READING TEXT:
════════════════

Earth-Bound Astronauts: The Fascinating World of Analog Astronauts
Last Updated: August 29, 2023
Many of us have gazed at the stars and dreamt of becoming an astronaut. But imagine embarking on a space-like mission without leaving Earth and without the inherent risks of cosmic travel.
Dive into the world of analog astronauts, where terrestrial missions mirror the challenges of cosmic exploration, offering invaluable insights without leaving Earth.
What is an analog astronaut?
While the exact definition will vary, an analog astronaut is someone who plays the role of an astronaut during a simulated crew mission. As an example, they won’t go to Mars for six months, but they may spend up to six months doing aspects of or even the same mission here on Earth to test out various scenarios and prepare the actual astronauts for potential problems.
Space agencies, private entities, and research organizations like NASA, the Analog Astronaut Training Center, InnovaSpace, and LunAres host analog missions that allow them to investigate one or more aspects of crewed space missions here on Earth in similar environments as an analog.
These scientific simulations help provide researchers with near-enough conditions for testing or studying various aspects of a proposed space mission in a much more controlled environment. Each analog mission will have different requirements, design parameters, and conditions.
Many are done multiple times with various participants to help provide as much data as possible. They are also particularly useful for technology developers to achieve or at least make progress toward the Technology Readiness Level required by NASA for their technology to be considered for a mission. They help researchers understand (with actionable, analogous data!) the strengths, limitations, and validity of potential missions.
Analog missions are completed in analog habitats which are specifically designed to create simulations for research purposes. Many of these habitats have specific focuses such as the LunAres Research Station which specializes in testing isolation and EVA procedures.
Many analog habitats use the extreme environments of deserts, the north or south poles, underwater, and volcanoes to simulate space missions with certain rules such as a spacesuit and mandatory depressurization period required to go outside the habitat to simulate the same conditions in space or on another planet.

════════════════

STATED EXERCISE 1:
Print the entire piece on analog astronauts, word for word.

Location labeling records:

════════════════

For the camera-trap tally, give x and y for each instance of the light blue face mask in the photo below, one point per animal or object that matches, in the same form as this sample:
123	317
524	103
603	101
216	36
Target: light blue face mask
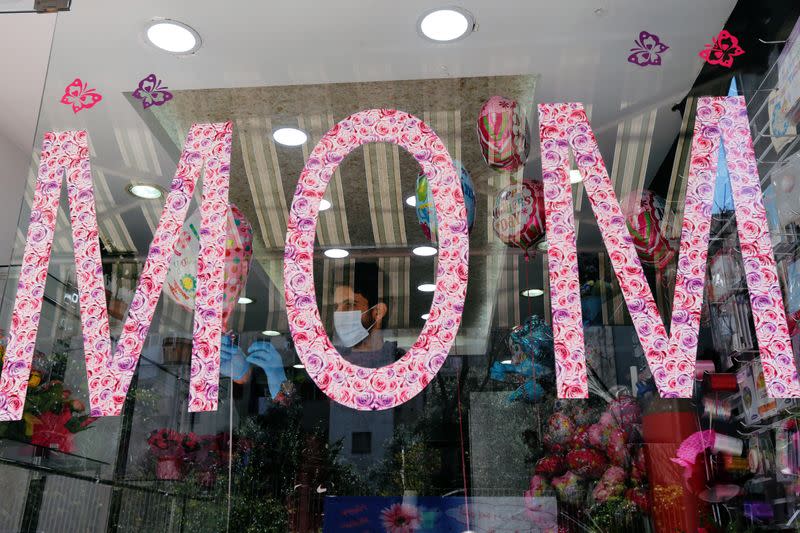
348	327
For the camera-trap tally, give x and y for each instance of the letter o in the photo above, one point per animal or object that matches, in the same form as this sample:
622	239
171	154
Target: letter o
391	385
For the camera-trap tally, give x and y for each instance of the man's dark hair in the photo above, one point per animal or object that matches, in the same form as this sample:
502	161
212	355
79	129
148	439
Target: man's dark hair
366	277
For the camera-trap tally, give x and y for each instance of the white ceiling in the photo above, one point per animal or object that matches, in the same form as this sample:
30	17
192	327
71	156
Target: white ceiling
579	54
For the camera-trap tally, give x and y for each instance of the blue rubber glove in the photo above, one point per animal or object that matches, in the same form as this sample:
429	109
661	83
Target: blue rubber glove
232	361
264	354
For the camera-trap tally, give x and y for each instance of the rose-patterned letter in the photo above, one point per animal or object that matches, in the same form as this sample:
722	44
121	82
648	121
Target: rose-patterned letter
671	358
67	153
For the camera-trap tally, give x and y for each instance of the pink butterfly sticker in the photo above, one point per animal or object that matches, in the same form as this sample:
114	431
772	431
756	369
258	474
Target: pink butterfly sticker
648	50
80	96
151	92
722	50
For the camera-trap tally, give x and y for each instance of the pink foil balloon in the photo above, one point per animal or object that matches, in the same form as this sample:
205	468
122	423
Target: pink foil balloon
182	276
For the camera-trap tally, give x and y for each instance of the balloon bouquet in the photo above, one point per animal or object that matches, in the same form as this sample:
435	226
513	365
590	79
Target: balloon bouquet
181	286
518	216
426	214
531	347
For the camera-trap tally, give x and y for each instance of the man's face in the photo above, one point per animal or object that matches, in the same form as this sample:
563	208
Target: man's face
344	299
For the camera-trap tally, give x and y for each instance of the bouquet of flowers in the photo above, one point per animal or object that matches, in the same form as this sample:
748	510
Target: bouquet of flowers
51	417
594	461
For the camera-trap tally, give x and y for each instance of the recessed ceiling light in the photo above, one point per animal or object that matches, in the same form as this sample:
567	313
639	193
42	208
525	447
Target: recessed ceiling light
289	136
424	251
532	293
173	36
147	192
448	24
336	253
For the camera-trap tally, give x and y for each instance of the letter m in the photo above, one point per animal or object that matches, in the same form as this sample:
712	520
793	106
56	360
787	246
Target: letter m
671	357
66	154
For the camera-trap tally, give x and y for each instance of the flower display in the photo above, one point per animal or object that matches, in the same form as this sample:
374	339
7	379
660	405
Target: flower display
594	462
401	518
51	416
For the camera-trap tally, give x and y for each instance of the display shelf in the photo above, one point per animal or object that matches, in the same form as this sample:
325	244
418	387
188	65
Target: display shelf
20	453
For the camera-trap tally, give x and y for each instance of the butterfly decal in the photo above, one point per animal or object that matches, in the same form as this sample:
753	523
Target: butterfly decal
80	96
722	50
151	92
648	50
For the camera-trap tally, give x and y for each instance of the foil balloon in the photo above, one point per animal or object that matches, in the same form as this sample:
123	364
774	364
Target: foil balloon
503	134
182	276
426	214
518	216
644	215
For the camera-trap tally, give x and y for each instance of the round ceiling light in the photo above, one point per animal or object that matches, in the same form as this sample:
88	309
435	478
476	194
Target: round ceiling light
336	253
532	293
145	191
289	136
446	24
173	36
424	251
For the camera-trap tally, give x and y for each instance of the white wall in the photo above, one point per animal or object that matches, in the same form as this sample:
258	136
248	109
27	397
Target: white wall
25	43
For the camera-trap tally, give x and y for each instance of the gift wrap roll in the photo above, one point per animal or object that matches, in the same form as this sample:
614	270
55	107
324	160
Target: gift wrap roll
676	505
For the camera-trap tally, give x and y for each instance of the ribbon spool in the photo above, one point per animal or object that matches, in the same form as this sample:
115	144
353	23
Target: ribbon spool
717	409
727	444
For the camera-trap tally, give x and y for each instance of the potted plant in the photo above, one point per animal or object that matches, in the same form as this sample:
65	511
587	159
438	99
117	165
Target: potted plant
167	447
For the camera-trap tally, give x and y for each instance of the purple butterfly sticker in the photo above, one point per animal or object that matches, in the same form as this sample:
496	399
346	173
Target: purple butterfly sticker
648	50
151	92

════════════════

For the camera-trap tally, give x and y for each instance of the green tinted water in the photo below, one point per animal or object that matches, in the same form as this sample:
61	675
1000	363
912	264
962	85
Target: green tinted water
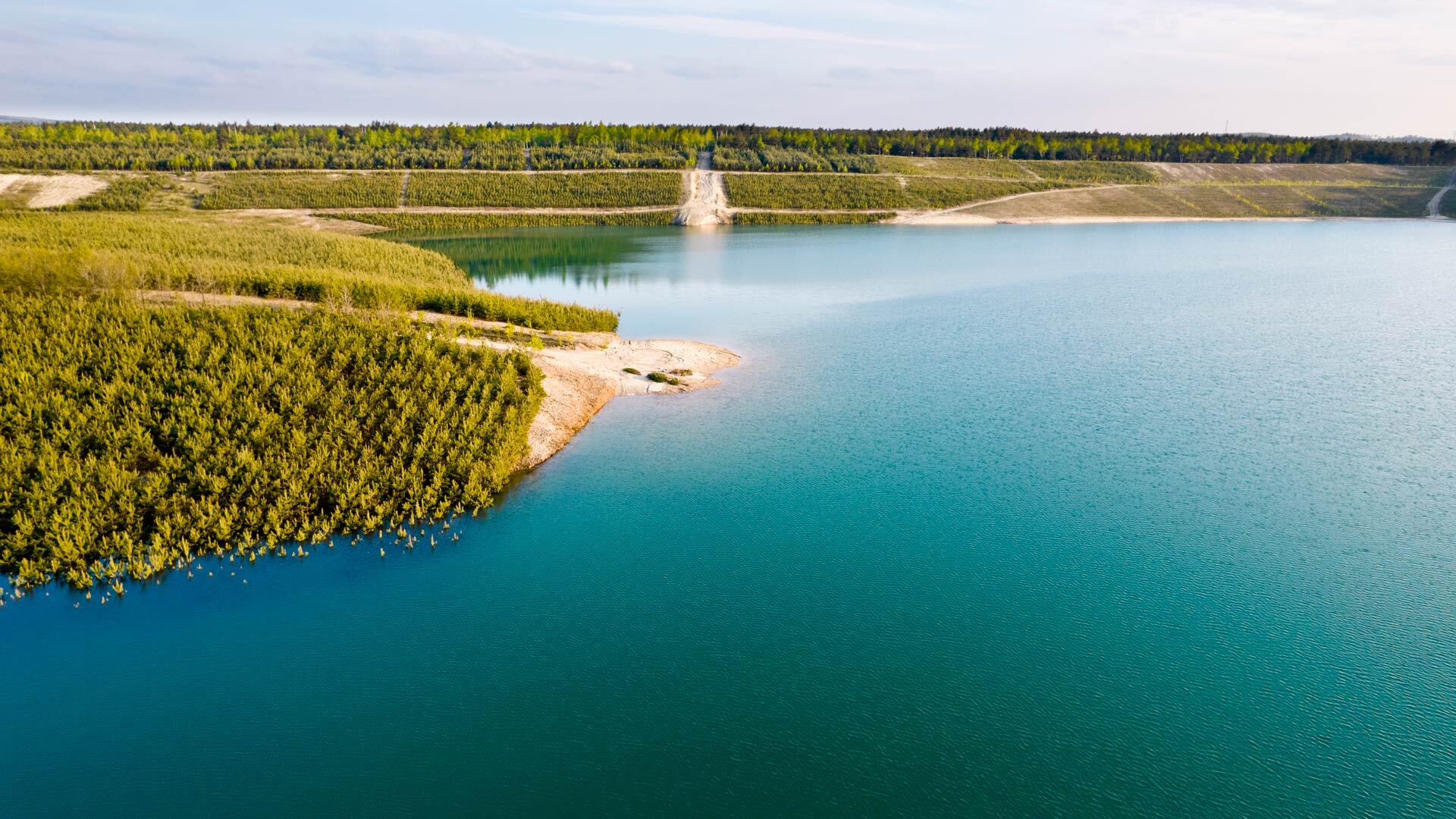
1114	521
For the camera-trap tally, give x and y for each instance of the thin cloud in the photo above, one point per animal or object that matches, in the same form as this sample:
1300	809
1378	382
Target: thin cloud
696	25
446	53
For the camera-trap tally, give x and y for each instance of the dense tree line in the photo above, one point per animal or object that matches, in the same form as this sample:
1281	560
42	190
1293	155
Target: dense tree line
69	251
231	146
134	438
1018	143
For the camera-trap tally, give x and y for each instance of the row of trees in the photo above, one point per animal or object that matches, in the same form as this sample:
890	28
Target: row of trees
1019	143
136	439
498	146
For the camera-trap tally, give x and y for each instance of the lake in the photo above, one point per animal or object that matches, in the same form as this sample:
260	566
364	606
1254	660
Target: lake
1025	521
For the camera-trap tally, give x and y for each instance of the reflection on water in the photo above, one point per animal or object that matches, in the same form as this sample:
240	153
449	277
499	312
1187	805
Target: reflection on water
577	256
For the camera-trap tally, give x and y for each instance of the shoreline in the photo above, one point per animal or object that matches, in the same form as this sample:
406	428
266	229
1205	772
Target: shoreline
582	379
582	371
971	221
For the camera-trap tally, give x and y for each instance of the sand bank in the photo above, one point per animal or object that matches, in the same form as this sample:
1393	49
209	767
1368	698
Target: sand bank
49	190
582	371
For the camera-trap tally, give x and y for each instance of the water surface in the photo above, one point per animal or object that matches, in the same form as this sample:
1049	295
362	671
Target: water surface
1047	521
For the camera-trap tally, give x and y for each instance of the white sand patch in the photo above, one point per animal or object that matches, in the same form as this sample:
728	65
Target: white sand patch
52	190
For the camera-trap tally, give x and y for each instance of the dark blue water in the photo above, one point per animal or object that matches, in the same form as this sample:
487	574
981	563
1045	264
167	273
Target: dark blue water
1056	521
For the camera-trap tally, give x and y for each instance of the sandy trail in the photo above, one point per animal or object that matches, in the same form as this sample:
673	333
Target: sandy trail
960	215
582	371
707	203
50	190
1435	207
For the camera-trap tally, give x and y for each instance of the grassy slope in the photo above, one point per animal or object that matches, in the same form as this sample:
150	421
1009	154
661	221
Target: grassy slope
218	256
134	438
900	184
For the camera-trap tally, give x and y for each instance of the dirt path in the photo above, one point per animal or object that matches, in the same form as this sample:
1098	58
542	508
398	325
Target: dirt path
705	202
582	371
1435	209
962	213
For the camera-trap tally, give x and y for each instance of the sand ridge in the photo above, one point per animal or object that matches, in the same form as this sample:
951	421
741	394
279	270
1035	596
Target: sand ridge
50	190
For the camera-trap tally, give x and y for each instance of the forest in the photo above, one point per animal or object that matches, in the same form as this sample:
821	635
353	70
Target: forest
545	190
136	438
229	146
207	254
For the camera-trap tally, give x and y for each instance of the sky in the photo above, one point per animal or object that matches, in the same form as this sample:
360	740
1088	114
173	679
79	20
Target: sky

════════════════

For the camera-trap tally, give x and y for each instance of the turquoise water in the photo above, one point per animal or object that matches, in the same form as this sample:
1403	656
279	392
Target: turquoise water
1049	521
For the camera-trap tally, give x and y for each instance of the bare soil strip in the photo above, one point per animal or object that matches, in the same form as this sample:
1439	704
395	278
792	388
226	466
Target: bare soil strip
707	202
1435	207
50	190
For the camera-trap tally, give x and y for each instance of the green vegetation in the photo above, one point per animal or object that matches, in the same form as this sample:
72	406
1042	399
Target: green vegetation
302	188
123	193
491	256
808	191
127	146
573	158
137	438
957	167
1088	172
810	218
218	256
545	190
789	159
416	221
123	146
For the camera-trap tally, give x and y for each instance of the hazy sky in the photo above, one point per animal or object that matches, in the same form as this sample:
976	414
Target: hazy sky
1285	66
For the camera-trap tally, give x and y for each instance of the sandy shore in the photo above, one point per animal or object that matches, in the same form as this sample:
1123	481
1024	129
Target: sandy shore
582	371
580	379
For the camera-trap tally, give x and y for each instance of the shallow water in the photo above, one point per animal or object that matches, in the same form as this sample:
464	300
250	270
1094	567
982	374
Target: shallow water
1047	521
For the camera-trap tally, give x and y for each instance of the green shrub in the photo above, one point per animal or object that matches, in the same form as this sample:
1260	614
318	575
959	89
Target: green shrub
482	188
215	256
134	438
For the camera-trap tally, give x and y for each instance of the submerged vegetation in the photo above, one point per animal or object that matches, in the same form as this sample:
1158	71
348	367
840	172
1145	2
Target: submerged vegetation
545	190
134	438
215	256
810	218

════════════════

STATED EXERCISE 2:
List each line of the records that contains the string "gift".

EXERCISE RESPONSE 1:
Earth-Bound Astronauts: The Fascinating World of Analog Astronauts
Last Updated: August 29, 2023
Many of us have gazed at the stars and dreamt of becoming an astronaut. But imagine embarking on a space-like mission without leaving Earth and without the inherent risks of cosmic travel.
Dive into the world of analog astronauts, where terrestrial missions mirror the challenges of cosmic exploration, offering invaluable insights without leaving Earth.
What is an analog astronaut?
While the exact definition will vary, an analog astronaut is someone who plays the role of an astronaut during a simulated crew mission. As an example, they won’t go to Mars for six months, but they may spend up to six months doing aspects of or even the same mission here on Earth to test out various scenarios and prepare the actual astronauts for potential problems.
Space agencies, private entities, and research organizations like NASA, the Analog Astronaut Training Center, InnovaSpace, and LunAres host analog missions that allow them to investigate one or more aspects of crewed space missions here on Earth in similar environments as an analog.
These scientific simulations help provide researchers with near-enough conditions for testing or studying various aspects of a proposed space mission in a much more controlled environment. Each analog mission will have different requirements, design parameters, and conditions.
Many are done multiple times with various participants to help provide as much data as possible. They are also particularly useful for technology developers to achieve or at least make progress toward the Technology Readiness Level required by NASA for their technology to be considered for a mission. They help researchers understand (with actionable, analogous data!) the strengths, limitations, and validity of potential missions.
Analog missions are completed in analog habitats which are specifically designed to create simulations for research purposes. Many of these habitats have specific focuses such as the LunAres Research Station which specializes in testing isolation and EVA procedures.
Many analog habitats use the extreme environments of deserts, the north or south poles, underwater, and volcanoes to simulate space missions with certain rules such as a spacesuit and mandatory depressurization period required to go outside the habitat to simulate the same conditions in space or on another planet.

EXERCISE RESPONSE 2:
For the camera-trap tally, give x and y for each instance of the gift wrap roll in the photo above, one point per animal or object that matches, in the same form as this sample:
Target: gift wrap roll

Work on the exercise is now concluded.